» **Breve esercizio A**
Quali opere di Pierre Lepori vengono citate nell'estratto?

» **Estratto selezionato**
- - - - -

Pierre Lepori © Manuele Ferrari

Lo scrittore e regista svizzero Pierre Lepori autore, tra gli altri, di Grisù, Sessualità e Come cani commenta a Caos la votazione del 26 settembre scorso e ci parla dei progetti in corso.

«Pierre Lepori, scrittore, regista, traduttore, artista militante in favore dei diritti LGBT, innanzitutto vorrei chiederti quali sono le tue impressioni dopo la votazione del 26 settembre scorso nella quale gli svizzeri e le svizzere si sono detti.e a favore del matrimonio per tutti.e. Sei contento?»

- - - - -

Voci da un set di annotazioni a punti:
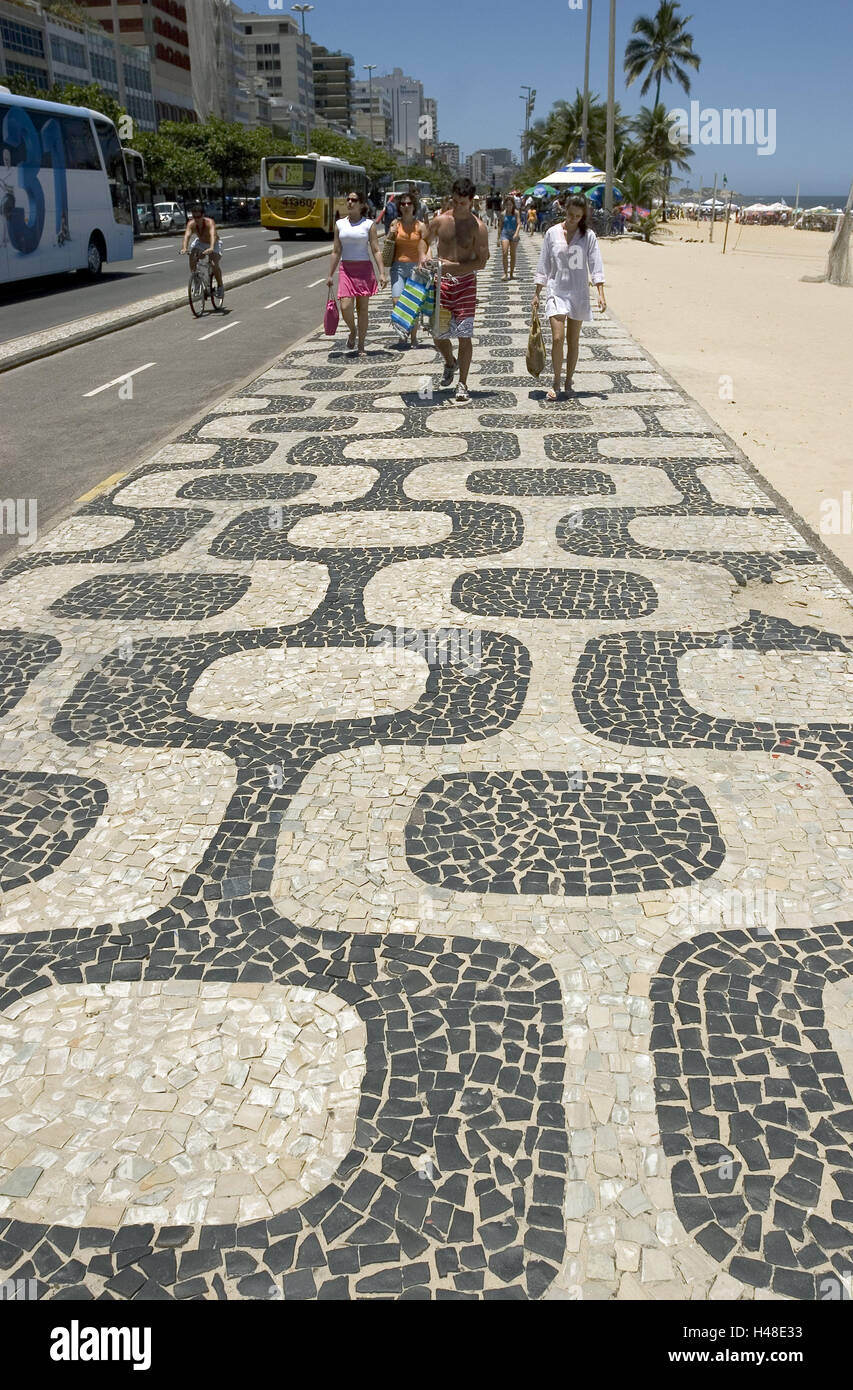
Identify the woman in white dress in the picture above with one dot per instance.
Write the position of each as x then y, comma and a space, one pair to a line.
568, 260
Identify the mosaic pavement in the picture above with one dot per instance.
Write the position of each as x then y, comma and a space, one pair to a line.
427, 854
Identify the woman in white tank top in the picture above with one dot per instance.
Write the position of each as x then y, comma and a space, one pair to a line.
356, 249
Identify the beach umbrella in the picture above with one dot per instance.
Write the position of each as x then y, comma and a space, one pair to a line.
575, 173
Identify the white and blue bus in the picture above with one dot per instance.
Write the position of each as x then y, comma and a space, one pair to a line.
64, 191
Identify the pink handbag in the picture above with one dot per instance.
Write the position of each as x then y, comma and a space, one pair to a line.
331, 319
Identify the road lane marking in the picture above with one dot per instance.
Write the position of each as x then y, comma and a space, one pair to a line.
218, 331
102, 487
118, 380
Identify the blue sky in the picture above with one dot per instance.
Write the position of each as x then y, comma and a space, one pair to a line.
473, 56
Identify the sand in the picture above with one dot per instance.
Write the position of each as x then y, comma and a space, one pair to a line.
787, 348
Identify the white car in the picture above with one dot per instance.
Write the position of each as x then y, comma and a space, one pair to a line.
171, 216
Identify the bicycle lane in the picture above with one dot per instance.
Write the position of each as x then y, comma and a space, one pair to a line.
104, 406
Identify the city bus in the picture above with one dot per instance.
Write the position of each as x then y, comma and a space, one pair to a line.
64, 192
307, 192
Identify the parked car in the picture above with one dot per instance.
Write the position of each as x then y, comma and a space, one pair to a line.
171, 216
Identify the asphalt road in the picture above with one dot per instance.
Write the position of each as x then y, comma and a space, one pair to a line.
59, 441
47, 302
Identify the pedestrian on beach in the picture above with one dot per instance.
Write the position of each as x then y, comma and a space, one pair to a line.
510, 231
463, 249
570, 259
357, 252
409, 235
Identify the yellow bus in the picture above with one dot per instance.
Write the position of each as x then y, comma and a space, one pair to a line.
306, 192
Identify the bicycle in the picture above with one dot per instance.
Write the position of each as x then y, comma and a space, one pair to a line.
203, 287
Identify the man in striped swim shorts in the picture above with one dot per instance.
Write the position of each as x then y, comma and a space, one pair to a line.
463, 248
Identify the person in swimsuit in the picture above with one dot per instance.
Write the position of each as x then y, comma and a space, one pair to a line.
200, 235
463, 250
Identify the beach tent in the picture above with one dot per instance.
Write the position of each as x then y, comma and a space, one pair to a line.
575, 173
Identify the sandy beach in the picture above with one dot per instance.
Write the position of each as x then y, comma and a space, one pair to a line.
785, 345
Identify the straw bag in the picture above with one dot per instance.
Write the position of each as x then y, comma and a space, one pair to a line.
331, 319
535, 346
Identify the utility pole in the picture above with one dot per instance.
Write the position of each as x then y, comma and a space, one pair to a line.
529, 99
610, 111
370, 82
303, 10
585, 125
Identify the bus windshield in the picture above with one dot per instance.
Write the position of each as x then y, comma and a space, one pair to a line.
291, 174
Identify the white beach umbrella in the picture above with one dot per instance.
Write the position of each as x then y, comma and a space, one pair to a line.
575, 173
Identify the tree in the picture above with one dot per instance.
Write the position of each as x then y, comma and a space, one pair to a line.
555, 139
661, 49
656, 142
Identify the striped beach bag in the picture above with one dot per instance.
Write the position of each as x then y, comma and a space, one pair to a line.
410, 306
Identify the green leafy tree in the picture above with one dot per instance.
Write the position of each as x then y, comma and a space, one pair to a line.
661, 50
656, 141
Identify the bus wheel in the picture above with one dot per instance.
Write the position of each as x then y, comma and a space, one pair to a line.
95, 256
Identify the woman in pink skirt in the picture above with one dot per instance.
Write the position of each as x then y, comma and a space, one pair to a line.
357, 249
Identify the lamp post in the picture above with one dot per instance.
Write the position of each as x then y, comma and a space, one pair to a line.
303, 10
370, 68
610, 111
406, 103
585, 121
529, 99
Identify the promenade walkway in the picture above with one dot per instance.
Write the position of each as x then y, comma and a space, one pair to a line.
427, 852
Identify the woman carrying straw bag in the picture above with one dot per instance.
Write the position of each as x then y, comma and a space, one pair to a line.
357, 250
568, 260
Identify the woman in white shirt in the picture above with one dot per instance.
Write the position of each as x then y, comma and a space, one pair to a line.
568, 260
356, 249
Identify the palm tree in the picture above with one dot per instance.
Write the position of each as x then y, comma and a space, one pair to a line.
661, 49
656, 141
556, 139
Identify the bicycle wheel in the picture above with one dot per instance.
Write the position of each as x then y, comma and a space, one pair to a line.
196, 293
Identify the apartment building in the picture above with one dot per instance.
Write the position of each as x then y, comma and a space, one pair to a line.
49, 50
334, 86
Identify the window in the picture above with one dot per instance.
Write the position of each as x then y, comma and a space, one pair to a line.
20, 38
72, 54
81, 152
117, 174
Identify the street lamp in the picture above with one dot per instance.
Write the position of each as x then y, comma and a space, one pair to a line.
531, 100
303, 10
370, 68
406, 103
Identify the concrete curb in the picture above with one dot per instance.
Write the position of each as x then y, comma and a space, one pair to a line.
22, 350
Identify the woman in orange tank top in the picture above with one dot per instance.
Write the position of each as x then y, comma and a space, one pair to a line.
410, 250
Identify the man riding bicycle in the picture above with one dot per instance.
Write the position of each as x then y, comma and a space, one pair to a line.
200, 236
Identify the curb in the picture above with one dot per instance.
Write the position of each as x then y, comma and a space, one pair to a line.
64, 337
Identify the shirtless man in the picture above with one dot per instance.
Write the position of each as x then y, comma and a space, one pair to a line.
202, 235
463, 249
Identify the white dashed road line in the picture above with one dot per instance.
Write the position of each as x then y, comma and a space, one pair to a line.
118, 380
220, 331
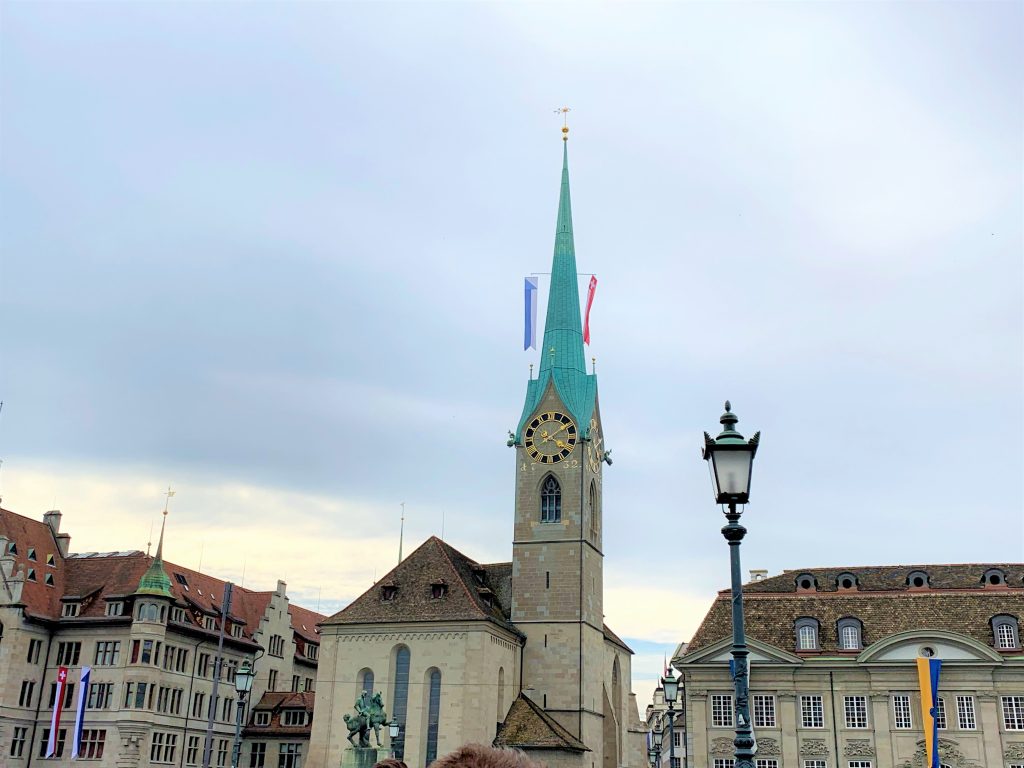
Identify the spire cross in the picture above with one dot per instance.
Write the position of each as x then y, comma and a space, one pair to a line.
564, 112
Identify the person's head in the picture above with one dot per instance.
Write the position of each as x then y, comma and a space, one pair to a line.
477, 756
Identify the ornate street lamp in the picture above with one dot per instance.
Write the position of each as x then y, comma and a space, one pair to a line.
671, 684
243, 685
731, 459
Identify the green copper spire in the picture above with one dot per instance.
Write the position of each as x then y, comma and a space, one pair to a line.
155, 581
562, 360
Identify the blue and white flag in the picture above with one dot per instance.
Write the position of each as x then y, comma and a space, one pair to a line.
529, 306
83, 694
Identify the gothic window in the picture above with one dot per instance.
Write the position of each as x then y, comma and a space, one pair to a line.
400, 698
849, 634
433, 714
551, 501
807, 634
1005, 630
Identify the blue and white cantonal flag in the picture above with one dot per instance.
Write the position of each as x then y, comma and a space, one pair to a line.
83, 693
529, 314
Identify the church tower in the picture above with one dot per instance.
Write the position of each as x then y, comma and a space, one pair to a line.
556, 552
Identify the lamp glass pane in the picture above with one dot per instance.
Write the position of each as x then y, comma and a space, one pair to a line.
732, 471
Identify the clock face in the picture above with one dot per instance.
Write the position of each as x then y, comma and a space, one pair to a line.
595, 450
550, 437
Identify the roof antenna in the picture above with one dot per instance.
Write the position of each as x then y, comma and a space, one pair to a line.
401, 534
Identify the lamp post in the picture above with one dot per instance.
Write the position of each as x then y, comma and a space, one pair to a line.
392, 732
731, 458
658, 738
243, 684
671, 684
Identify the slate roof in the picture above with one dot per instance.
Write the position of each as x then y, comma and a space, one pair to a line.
468, 584
956, 601
95, 577
528, 727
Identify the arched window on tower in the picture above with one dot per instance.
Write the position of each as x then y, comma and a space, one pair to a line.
433, 714
551, 501
400, 697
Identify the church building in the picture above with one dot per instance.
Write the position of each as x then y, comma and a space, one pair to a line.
512, 653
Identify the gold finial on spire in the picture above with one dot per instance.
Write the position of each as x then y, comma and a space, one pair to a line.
565, 122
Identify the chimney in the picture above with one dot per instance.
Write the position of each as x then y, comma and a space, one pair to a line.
52, 518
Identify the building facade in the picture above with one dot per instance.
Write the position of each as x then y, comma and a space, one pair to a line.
514, 653
150, 632
834, 680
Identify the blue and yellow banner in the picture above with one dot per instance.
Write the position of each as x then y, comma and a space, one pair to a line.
928, 680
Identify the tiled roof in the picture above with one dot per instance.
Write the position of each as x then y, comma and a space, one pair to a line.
39, 599
468, 587
96, 577
528, 727
276, 702
885, 578
957, 602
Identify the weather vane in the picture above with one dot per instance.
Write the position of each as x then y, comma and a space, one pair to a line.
565, 121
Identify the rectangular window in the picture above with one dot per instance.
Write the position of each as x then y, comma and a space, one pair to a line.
764, 711
855, 712
294, 718
901, 711
18, 741
68, 653
163, 747
721, 711
99, 695
966, 719
91, 744
812, 712
1013, 713
61, 735
108, 653
290, 756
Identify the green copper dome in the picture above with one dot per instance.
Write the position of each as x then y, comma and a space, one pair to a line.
155, 581
562, 361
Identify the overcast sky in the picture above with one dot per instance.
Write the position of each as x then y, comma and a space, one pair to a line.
272, 255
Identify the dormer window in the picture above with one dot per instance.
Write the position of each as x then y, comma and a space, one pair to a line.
807, 583
850, 631
1007, 632
807, 634
846, 582
994, 578
918, 580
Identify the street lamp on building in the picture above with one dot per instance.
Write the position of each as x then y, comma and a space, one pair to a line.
392, 731
671, 684
243, 684
731, 459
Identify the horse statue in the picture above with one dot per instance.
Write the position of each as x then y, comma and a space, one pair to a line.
369, 714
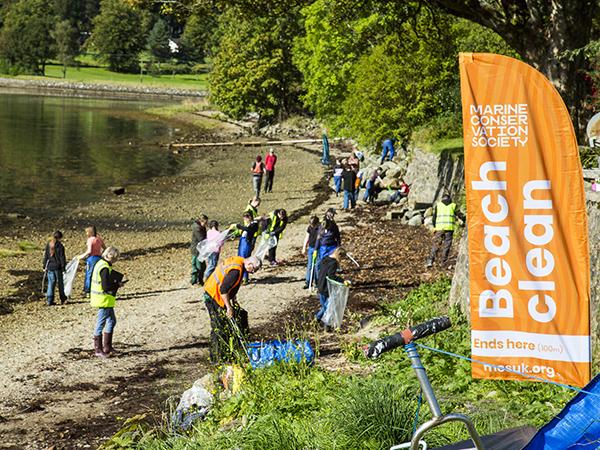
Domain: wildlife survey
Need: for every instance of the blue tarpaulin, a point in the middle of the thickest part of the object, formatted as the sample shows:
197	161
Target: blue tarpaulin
577	426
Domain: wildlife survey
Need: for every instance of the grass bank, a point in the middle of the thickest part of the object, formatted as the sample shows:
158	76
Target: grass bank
101	75
300	406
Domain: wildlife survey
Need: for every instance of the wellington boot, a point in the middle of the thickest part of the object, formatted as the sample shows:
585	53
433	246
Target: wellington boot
98	347
107	344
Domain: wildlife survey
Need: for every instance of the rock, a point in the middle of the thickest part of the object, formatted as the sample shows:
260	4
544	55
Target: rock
392	215
411	214
415	221
394	172
117	190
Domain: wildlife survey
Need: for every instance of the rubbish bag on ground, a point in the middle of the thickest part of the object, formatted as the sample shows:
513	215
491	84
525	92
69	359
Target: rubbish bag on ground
263	243
338	297
69	275
206	246
263	354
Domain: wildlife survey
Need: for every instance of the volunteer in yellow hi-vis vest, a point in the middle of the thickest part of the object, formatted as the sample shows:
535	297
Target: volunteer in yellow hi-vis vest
103	291
220	291
445	213
275	226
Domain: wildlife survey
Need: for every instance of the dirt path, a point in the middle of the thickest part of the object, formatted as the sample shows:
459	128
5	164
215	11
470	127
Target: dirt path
54	392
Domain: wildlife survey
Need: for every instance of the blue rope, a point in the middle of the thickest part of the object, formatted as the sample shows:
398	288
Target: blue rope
456	355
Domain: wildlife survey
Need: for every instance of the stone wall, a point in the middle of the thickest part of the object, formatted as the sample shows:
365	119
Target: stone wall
446	171
459	294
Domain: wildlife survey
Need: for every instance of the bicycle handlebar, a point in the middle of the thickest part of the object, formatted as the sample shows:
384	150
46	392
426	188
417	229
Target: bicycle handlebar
376	348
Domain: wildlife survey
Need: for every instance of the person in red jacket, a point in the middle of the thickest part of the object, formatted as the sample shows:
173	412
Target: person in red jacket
270	161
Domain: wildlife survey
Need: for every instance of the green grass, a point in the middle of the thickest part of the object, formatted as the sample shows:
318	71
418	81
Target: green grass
101	75
299	407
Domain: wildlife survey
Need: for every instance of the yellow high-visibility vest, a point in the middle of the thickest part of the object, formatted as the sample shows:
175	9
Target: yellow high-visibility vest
444	218
99	298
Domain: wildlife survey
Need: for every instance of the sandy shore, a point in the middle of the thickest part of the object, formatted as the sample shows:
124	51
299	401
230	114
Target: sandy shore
52	390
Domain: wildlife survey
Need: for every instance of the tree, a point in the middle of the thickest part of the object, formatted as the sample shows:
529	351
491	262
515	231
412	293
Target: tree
253	69
545	33
119	35
158	41
66	44
25	39
197	38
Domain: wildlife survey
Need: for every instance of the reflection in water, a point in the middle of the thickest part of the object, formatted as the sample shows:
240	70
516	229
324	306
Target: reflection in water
56	151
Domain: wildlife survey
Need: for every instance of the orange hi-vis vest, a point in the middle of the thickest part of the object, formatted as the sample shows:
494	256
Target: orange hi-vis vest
213	285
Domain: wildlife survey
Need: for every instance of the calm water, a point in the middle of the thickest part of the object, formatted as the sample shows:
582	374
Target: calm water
56	152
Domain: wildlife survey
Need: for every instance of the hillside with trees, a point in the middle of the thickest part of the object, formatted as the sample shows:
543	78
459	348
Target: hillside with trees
365	69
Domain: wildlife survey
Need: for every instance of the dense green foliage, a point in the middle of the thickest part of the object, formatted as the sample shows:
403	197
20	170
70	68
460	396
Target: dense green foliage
118	35
252	69
25	44
299	407
158	40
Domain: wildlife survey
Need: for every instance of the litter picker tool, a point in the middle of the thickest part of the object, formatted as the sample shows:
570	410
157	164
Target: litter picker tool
45	274
349	255
312	270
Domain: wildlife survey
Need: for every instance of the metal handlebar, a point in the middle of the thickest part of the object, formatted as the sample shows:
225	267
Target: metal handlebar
435	325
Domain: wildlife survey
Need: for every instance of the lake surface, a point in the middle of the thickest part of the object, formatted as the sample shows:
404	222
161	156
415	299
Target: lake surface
56	152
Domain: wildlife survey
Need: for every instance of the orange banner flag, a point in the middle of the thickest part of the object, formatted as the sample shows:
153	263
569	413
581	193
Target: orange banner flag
527	224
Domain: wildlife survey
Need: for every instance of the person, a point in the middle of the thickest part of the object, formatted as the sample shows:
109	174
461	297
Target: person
220	292
444	219
252	207
337	176
370	188
308	249
275	225
349	185
270	161
328	269
328	238
198	234
55	262
325	157
353	161
258	169
388	149
249	232
212	234
95	247
105	283
357	184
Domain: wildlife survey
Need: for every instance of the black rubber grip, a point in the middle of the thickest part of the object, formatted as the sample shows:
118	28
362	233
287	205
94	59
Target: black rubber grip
377	348
430	327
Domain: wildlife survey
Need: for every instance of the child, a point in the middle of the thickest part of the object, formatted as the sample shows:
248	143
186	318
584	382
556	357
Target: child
213	235
95	247
337	176
54	266
310	242
248	238
328	269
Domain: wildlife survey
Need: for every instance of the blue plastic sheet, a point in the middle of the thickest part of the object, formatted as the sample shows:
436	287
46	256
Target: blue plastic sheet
577	426
263	354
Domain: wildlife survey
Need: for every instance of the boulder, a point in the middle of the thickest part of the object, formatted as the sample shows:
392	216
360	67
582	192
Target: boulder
394	215
415	221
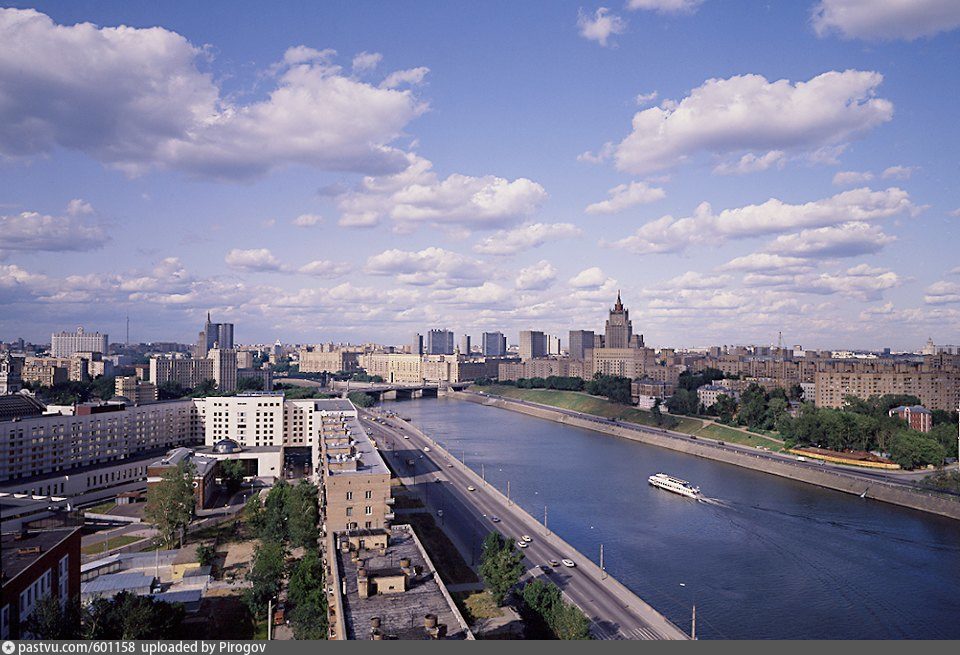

- - - - -

» **Breve esercizio B**
Individua tra le righe sopra quelle che contengono la stringa "flag" e copiale tutte. Maiuscole e minuscole contano.

» **Soluzione scritta A**
Grisù, Sessualità e Come cani.

» **Soluzione scritta B**
Identify the blue and white flag in the picture above with one dot per instance.
Identify the blue and white cantonal flag in the picture above with one dot per instance.
Need: for every instance of the orange banner flag, a point in the middle of the thickest part of the object, formatted as the sample shows:
Target: orange banner flag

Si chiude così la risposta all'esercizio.